What you will do
Reproduce the entries in full and exactly. Pictures stay out.

□ □ □ □ □ □ □

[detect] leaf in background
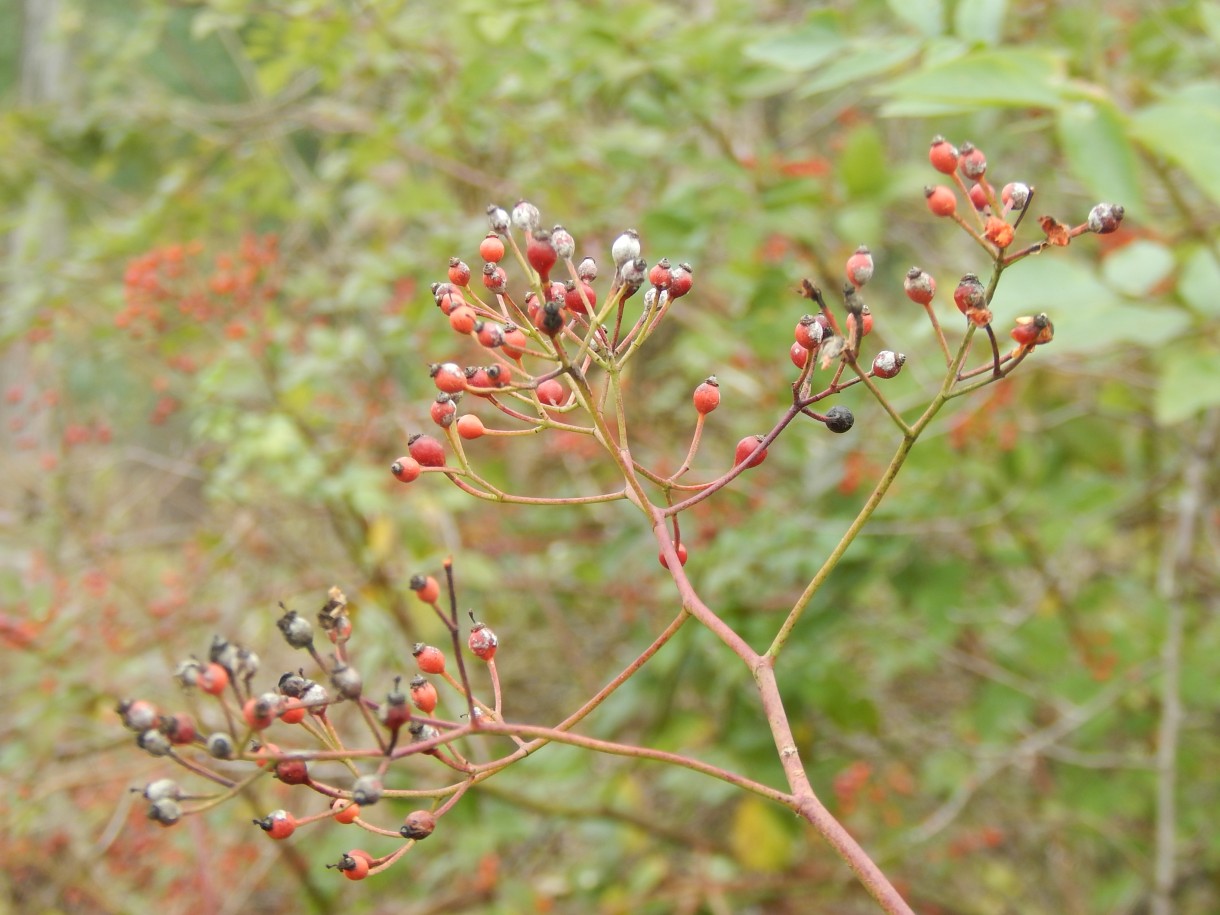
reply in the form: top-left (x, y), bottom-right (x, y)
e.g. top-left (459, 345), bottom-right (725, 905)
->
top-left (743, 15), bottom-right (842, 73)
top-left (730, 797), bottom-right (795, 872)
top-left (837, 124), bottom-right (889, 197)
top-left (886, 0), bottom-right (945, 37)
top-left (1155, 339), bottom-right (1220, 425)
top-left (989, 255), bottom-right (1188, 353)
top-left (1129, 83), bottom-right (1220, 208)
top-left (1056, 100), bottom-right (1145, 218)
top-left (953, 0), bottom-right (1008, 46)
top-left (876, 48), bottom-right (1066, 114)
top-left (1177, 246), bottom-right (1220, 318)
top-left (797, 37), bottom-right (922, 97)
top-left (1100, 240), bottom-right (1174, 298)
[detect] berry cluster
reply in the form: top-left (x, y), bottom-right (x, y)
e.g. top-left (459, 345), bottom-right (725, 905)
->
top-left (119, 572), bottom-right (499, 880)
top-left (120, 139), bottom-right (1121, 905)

□ □ □ □ □ □ □

Task result
[detect] leaf in background
reply in the form: top-left (x, y), bottom-right (x, y)
e.g. top-left (459, 345), bottom-right (725, 905)
->
top-left (743, 15), bottom-right (842, 73)
top-left (730, 797), bottom-right (795, 872)
top-left (837, 124), bottom-right (889, 197)
top-left (886, 0), bottom-right (945, 37)
top-left (1155, 339), bottom-right (1220, 425)
top-left (989, 255), bottom-right (1188, 353)
top-left (1129, 83), bottom-right (1220, 208)
top-left (1056, 100), bottom-right (1145, 218)
top-left (953, 0), bottom-right (1008, 46)
top-left (876, 48), bottom-right (1066, 114)
top-left (1177, 246), bottom-right (1220, 318)
top-left (797, 37), bottom-right (922, 97)
top-left (1100, 240), bottom-right (1174, 298)
[detect] berry cluster
reply in the form: top-left (x, y), bottom-right (x, y)
e.g. top-left (459, 345), bottom-right (725, 905)
->
top-left (119, 572), bottom-right (499, 880)
top-left (120, 139), bottom-right (1121, 905)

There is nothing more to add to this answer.